DOCUMENT SECTION ▸
== Segment start ==
World Bulletin / News Desk
The latest data from the National Environment Agency put the number of cases of dengue in the first 35 weeks of 2016 at 11,312 – an increase from the 11,286 cases recorded in 2015.
There are currently 59 identified clusters for dengue in Singapore, with 13 of them classified as "high-risk", meaning that there have been 10 or more cases of dengue fever in the area.
"As we are in the traditional peak dengue season, we anticipate an upward trend in the number of dengue cases in the coming months," the agency said on its website.
Zika is also on the rise.
According to the latest update from the Ministry of Health and the National Environment Agency, in just over one week the total number of identified cases of locally transmitted Zika virus infection have gone from zero to 258.
The authorities have been releasing daily updates, with newly identified cases every day since the first case was identified Aug. 27.
The outbreak has prompted stepped-up responses from the relevant agencies, with fumigation and inspection exercises carried out in neighborhoods where Zika cases have been clustered.
The government has also urged Singaporeans to cooperate by ensuring that potential mosquito breeding habitats in their homes are eliminated.
On Tuesday, the agency also reported an increase in the Aedes aegypti mosquito population.
== Segment end ==
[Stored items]
== Segment start ==
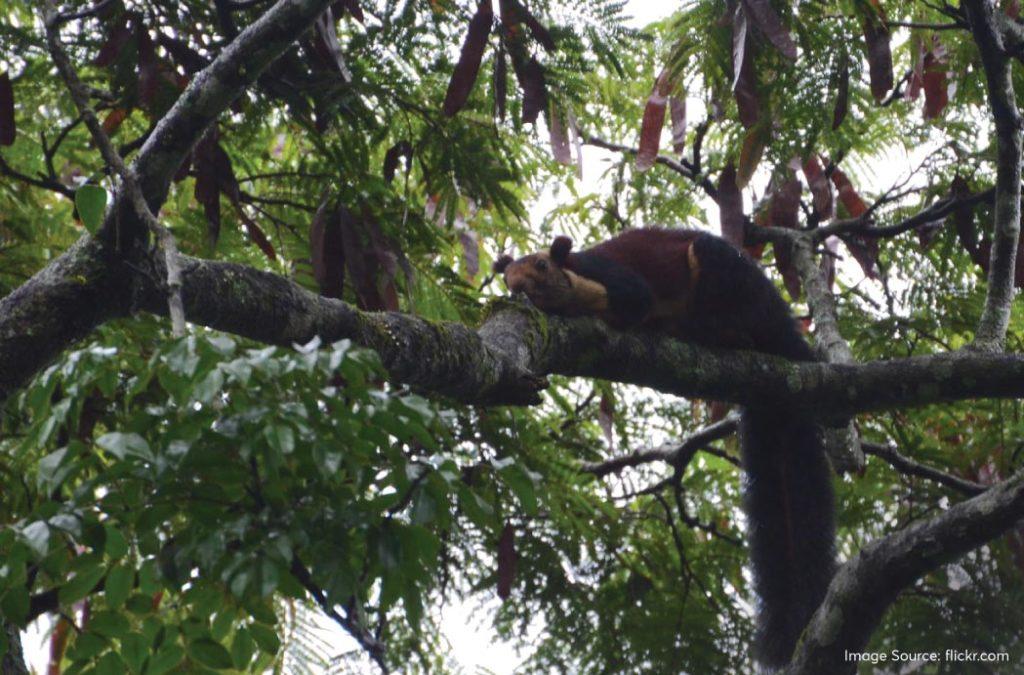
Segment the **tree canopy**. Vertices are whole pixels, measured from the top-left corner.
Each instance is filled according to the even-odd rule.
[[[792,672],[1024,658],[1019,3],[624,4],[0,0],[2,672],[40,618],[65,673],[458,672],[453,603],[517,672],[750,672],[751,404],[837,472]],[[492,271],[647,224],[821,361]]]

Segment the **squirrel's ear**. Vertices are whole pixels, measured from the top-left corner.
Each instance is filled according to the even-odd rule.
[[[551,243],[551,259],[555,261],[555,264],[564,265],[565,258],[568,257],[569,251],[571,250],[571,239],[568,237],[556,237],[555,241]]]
== Segment end ==
EXERCISE TASKS ▸
1 - According to the article on dengue and Zika in Singapore, how many of the identified dengue clusters are classified as "high-risk"?
2 - Continue the article on dengue and Zika in Singapore from its final sentence.
The rows come from a separate source and are unrelated to the article on dengue and Zika in Singapore.

SOLVED PROBLEMS ▸
1 - 13 of the 59 clusters are classified as high-risk.

2 -
This mosquito transmits not just dengue and Zika, but also yellow fever and chikungunya. Seven people have died from dengue so far in 2016.
"As a large proportion of our population is susceptible to dengue infection due to the lack of immunity, an increase in the Aedes mosquito population could lead to a surge in dengue cases unless measures are taken to suppress the Aedes mosquito population," the environment agency said.
Although the outbreak of Zika is new to Singapore, dengue is a long-standing recurring issue for the small tropical island nation.
The authorities have launched anti-mosquito breeding campaigns, with easily digestible information and measures, such as the "5 Step Mozzie Wipeout", which encourages people to take simple measures such as draining excess water from pot plants on alternate days, or putting insecticide in roof gutters every month.